◆ Using the information:
**1)** According to the article about the Elegy exhibition, how many photographs does the exhibition include, and how many of them did the ROM commission?
**2)** Write the next paragraph of the article about the Elegy exhibition, beginning after its final sentence.

==== Reading passage

Cobra.I/II/III (triptych) Carbon pigment print. Each size: 20 x 20 in. Each image on 30 x 36 paper. © 2011 Deborah Samuel.

TORONTO.- In their first-ever collaboration, the ROM’s Life in Crisis: Schad Gallery of Biodiversity and its Institute for Contemporary Culture (ICC) present Elegy: Deborah Samuel, an exhibition featuring a new series of images from Canadian photo-based artist Deborah Samuel. Making its world premiere at the ROM, the exhibition is being displayed in the Museum’s Hilary and Galen Weston Wing, Level 2, until Monday, July 2, 2012. Elegy is also a featured exhibition at this year’s Scotiabank CONTACT Photography Festival.

The exhibition includes 33 photographs, including 10 commissioned by the ROM highlighting specimens from its collections. ROM curatorial staff has contributed to the enlightening captions accompanying the photographs. Samuel’s initial focus in this project was birds - well represented in the exhibition. However, her scope broadened to include other vertebrates’ remains, including a lizard, soft-shelled turtle, fish, anteater, wolverine, and, notably, a cobra highlighted in a triptych.

Deborah Samuel says, “Elegy is about life - its transience, its fragility, and its persistence. It’s also about these same qualities in photography. The tender gestures of skeletal fingers and toes, so miniscule, offer a glimpse of the delicate boundary between life and death. With these innocent bones we are free to speculate on our own mortality, without fear, but, instead, with appropriate curiosity and reverence. I’m happy to premiere this collection at the ROM in conjunction with its Life in Crisis: Schad Gallery of Biodiversity and Institute for Contemporary Culture.”

"Bridging the gap between art and science is an important step towards engaging a broader, more diverse audience," states Dave Ireland, the ROM’s Managing Director, Biodiversity Programs. "This partnership with Deborah’s Elegy exhibit can only improve our audiences' awareness of natural history and the state of our planet’s biodiversity."

Francisco Alvarez, Managing Director, ICC, elaborates, "The ICC is pleased to co produce this exhibition, the first ICC show in recent history that addresses the natural world. Nature is a critical aspect of contemporary culture and one half of the ROM's mandate. Looking ahead to 2013, nature, the environment and climate change will be key themes examined in ICC exhibitions."

========
==== Dataset content

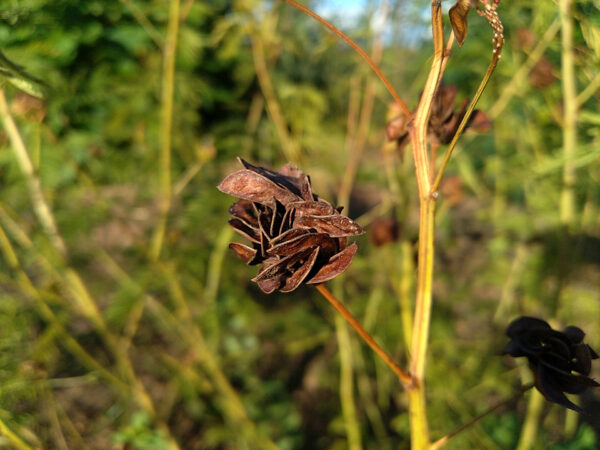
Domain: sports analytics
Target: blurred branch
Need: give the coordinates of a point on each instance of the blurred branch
(76, 289)
(513, 86)
(359, 50)
(167, 88)
(186, 328)
(444, 440)
(13, 438)
(347, 384)
(288, 146)
(40, 207)
(360, 139)
(141, 18)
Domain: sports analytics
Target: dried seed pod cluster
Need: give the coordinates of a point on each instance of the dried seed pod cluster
(296, 236)
(560, 361)
(443, 121)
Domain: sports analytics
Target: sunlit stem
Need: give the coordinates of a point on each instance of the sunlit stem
(467, 116)
(405, 378)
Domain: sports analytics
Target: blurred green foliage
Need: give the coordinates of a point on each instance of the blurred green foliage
(200, 338)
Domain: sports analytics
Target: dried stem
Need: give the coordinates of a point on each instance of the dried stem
(405, 378)
(444, 440)
(358, 50)
(168, 84)
(498, 42)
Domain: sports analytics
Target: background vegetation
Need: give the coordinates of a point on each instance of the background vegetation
(131, 337)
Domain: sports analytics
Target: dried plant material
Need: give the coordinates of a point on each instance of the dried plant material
(295, 236)
(384, 230)
(444, 119)
(560, 361)
(458, 19)
(525, 39)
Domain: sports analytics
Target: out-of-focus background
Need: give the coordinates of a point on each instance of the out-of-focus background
(127, 323)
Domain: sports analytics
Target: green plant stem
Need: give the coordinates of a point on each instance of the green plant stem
(514, 85)
(590, 90)
(213, 278)
(166, 110)
(532, 419)
(347, 384)
(467, 116)
(290, 151)
(405, 378)
(358, 50)
(12, 437)
(418, 136)
(40, 206)
(444, 440)
(569, 87)
(405, 292)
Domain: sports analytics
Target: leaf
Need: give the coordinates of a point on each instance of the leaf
(458, 19)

========

◆ Answers to the exercise:
**1)** The exhibition includes 33 photographs, 10 of which were commissioned by the ROM.

**2)**
In Elegy, Deborah Samuel’s focus is the aspect of the animal anatomy most impervious to the ravages of time - the shells and skeletal systems lending shape to otherwise amorphous biological mass. As the display’s poetic photographs illustrate, the rigid bones of a creature continue to suggestively animate its vanished outer form long after flesh and spirit are gone. The exhibition provides a reflective meditation on the life/death divide, at the same time as the specimens tell stories that transcend basic scientific documentation.

Elegy is a project borne out of personal losses for Deborah Samuel, as well as her anger at the 2010 oil spill in the Gulf of Mexico. Horrified by the environmental disaster, Samuel tried to go to Louisiana to photograph and document the thousands of affected, oiled birds, but was prohibited from doing so by both government and BP regulations. Her intention, instead, to work with bird skeletons soon evolved into a great fascination with anatomy for Samuel. Being a strong long-time animal advocate, Samuel began to ponder many aspects of the animal world – their interpersonal relationships; what disturbed them; the methods by which they stayed together; how they looked after one other. Far beyond their physical attributes, their emotions and their relationships held great interest for the photographer.

The images in Elegy are captured by placing physical specimens on a flatbed scanner, a method allowing Samuel to work with the image to achieve her desired representation. This innovative technique highlights the issue of fixed image versus a fluid image in photography, a debate which Samuel fully embraces.